● **ПРОВЕРЬТЕ ПОНИМАНИЕ**:
1. Ответьте на вопросы по фрагменту о тюрьме:
(a) Как часто и на какое время заключённым разрешалось собираться в одной камере?
(b) Кто пригласил рассказчика к себе на троицу и кого выбрали третьим?
(c) Как друзья рассказчика выучили немецкий язык?
2. Выпишите из фрагмента о тюрьме без изменений отрывок, который начинается словами «Оба моих друга» и продолжается до слов «от самих генералов.» включительно.

● **ФРАГМЕНТ ТЕКСТА**:

Вероятно, он остался доволен текстом прошения, тем более что, к его великому удивлению, я с него ничего не взял. В благодарность он поздравил меня с днем рождения. Но вслед за этой первой бумагой хлынул поток других: я приобрел обширную клиентуру, особенно среди водоносов, которые были в подчинении у уборщика. За это они обещали мне приносить больше воды. Так я узнал множество историй, в том числе и трагических.
Заключенных волновала немаловажная проблема: как провести свободное время? Раз в полгода разрешалось вдвоем – втроем часа на два собираться в одной камере. Партнеров можно было выбирать только со своего этажа. С кем же и как провести эти драгоценные часы? Мы, из Ландсберга, еще слишком мало сидели в одиночке, чтобы прочувствовать, почему это так волновало заключенных Штраубинга. Передо мной эта проблема возникла на троицу и разрешилась быстро и приятно: меня пригласил к себе Михола, третьим мы избрали Короля. Третий нужен, как свидетель, на всякий случай – в этом смысл его обязательного присутствия. В узкой камере собрались чех, поляк и немец. У меня еще сохранился пирог, купленный к дню рождения, и папиросы. На дворе стояла чудесная весенняя погода. Через тюремные стены до нас долетали звуки жизни воскресного города. Никого из нас раньше не судили. По приказу американцев мы сидели в тюрьме боннского государства, но оно не было нашим государством. Мы не боролись ни против далекого американского, ни против немецкого государства. Мы боролись только за сохранение мира. Это связывало нас и привело в одну тюрьму, где мы стали друзьями. Оказалось, что в Ландсберге немецкие генералы и даже один фельдмаршал неоднократно уговаривали моих коллег-иностранцев бойкотировать меня.
– Это выглядело недостойно и с национальной и с офицерской точки зрения, – вспоминал Михола. – Они не могли вступать с вами в дискуссию – аргументов не хватало – и надеялись победить вас бойкотом.
– Точно так же в большой политике: лишь бы не контакт с Востоком и ни в коем случае «Немцы, за один стол»! – согласился я с Михолой.
Знаток библии, юрист Король сказал:
– Жизнь в Ландсберге всегда казалась мне пляской вокруг золотого тельца. Божество одно: the American way of life! {56}
– Как и во всей Западной Германии, – вставил я, – Ландсберг только ее зеркальное отражение.
Оба моих друга говорили на чистом немецком языке, изучив его за годы пребывания в тюрьме. Со своими соотечественниками они, конечно, разговаривали на родном языке, и это ввело в заблуждение военных преступников. Не предполагая, что чех и поляк хорошо знают немецкий, генералы болтали в их присутствии, не стесняясь, словно с глазу на глаз, за закрытой дверью. Многое из того, что я узнавал косвенно, мои друзья слышали от самих генералов.

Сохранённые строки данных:
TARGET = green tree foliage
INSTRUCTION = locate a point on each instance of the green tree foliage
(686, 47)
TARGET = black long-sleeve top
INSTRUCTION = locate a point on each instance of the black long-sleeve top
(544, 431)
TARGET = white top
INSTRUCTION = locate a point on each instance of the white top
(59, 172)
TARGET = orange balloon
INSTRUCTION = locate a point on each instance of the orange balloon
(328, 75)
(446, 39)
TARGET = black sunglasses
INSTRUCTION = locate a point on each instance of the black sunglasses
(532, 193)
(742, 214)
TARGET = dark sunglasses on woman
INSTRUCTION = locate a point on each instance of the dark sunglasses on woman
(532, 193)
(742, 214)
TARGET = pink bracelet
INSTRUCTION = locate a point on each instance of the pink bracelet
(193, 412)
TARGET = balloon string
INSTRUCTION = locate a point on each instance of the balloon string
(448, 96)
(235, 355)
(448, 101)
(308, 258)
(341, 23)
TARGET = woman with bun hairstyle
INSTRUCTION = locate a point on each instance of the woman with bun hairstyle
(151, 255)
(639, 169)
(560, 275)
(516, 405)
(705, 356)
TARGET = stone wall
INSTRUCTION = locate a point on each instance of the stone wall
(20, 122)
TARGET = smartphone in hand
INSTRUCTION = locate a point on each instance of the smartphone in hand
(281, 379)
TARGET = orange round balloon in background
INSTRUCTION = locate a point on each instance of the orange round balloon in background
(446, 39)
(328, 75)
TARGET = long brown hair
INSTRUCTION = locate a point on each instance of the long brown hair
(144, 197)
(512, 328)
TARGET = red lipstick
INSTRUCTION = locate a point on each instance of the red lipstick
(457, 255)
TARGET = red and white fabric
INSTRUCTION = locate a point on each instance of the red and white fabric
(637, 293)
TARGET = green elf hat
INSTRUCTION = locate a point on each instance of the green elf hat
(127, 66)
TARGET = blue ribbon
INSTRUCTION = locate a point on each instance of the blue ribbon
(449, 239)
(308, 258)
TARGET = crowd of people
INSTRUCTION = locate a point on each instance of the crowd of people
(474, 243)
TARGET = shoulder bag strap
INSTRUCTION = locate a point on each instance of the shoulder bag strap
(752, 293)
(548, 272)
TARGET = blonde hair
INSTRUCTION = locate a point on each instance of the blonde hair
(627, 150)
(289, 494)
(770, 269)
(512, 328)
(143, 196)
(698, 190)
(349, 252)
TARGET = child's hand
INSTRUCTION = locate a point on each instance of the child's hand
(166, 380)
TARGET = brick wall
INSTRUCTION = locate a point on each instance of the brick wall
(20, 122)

---

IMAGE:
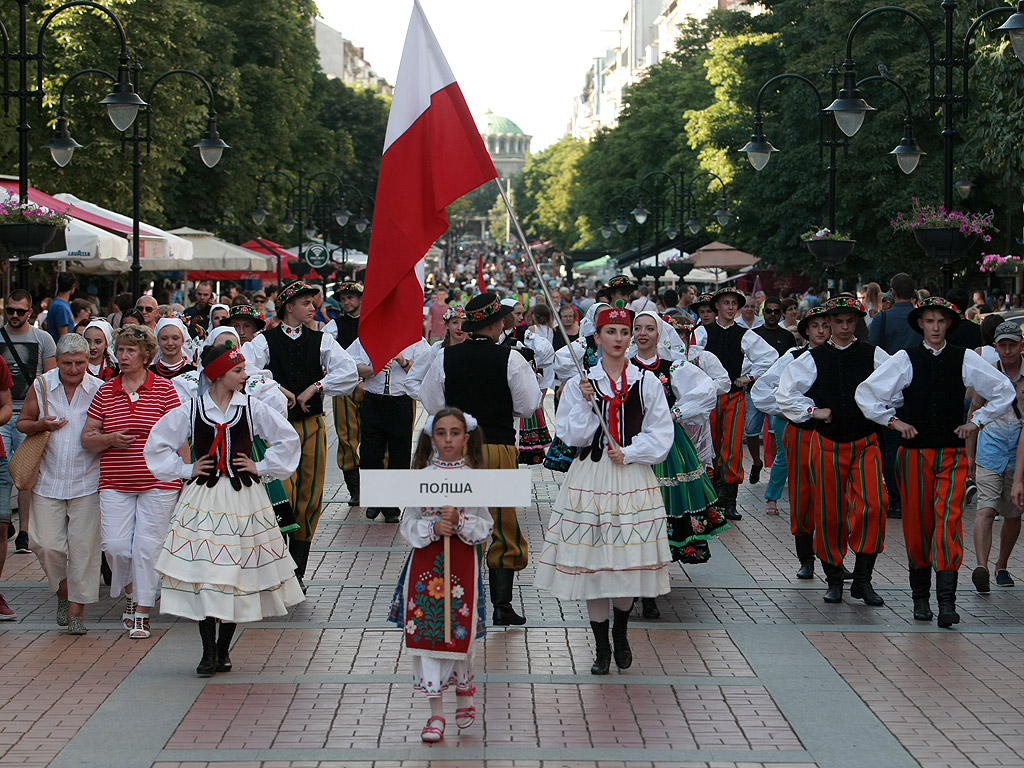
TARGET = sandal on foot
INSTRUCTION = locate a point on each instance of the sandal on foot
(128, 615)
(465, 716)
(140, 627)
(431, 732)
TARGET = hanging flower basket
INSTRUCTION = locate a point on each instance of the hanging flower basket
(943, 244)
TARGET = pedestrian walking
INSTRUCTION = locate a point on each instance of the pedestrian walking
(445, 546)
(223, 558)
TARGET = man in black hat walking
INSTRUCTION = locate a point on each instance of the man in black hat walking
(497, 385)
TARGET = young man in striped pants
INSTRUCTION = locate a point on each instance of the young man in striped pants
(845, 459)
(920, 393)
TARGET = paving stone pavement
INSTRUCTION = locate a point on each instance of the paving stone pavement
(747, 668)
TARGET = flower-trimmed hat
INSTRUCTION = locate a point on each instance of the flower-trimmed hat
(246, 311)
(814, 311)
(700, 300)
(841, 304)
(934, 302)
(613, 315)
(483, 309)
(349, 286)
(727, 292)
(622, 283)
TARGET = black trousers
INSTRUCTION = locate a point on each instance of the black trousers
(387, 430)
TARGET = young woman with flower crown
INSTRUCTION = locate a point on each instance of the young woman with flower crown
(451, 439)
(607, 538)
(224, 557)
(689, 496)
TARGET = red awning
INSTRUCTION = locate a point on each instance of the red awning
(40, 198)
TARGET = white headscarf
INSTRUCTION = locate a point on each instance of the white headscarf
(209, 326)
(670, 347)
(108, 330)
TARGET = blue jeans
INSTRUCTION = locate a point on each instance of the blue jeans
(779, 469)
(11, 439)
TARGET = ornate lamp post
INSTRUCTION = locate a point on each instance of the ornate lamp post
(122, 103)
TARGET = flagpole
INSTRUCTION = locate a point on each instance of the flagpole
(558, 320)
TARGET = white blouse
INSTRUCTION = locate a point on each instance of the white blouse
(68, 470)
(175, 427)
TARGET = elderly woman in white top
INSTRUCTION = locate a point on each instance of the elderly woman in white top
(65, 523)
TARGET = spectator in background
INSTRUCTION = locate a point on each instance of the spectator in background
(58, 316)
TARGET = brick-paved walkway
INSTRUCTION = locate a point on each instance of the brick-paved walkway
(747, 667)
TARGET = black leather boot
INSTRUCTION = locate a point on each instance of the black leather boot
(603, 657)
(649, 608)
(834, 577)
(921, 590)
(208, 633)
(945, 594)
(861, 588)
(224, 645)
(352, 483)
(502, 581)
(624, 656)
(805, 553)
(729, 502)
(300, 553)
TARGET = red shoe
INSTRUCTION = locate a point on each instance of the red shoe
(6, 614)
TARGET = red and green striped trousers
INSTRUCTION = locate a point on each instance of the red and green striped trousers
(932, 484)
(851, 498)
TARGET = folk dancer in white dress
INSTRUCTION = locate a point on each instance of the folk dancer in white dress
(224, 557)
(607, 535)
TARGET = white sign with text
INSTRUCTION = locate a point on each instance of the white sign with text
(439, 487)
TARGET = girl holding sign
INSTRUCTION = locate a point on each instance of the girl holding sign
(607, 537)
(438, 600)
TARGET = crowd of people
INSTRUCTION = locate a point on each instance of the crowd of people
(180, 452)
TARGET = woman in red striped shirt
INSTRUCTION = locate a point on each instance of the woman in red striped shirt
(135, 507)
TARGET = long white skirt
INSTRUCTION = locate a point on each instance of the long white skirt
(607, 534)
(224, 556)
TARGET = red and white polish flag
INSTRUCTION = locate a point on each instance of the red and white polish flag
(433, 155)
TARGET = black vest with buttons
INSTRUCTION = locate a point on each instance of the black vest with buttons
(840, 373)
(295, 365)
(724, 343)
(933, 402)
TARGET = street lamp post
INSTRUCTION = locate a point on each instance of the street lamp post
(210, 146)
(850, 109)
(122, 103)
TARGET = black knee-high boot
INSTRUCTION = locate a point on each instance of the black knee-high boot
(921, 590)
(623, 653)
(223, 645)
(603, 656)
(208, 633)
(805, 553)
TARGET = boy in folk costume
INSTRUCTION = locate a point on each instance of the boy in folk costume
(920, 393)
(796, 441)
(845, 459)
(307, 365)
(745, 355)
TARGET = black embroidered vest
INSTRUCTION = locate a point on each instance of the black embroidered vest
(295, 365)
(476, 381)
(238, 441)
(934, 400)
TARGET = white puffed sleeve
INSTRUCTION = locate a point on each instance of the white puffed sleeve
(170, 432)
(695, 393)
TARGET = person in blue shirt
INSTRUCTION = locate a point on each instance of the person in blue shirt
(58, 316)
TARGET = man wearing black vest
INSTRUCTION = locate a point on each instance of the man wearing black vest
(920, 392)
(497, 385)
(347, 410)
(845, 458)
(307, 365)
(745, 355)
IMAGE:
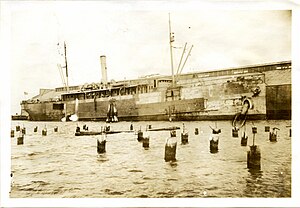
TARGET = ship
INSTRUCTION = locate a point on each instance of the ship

● **ОЖИДАЕМЫЕ ОТВЕТЫ**:
1.
(a) Раз в полгода, вдвоём или втроём, примерно на два часа.
(b) Рассказчика пригласил Михола, а третьим выбрали Короля.
(c) Они изучили немецкий за годы пребывания в тюрьме.

2.
Оба моих друга говорили на чистом немецком языке, изучив его за годы пребывания в тюрьме. Со своими соотечественниками они, конечно, разговаривали на родном языке, и это ввело в заблуждение военных преступников. Не предполагая, что чех и поляк хорошо знают немецкий, генералы болтали в их присутствии, не стесняясь, словно с глазу на глаз, за закрытой дверью. Многое из того, что я узнавал косвенно, мои друзья слышали от самих генералов.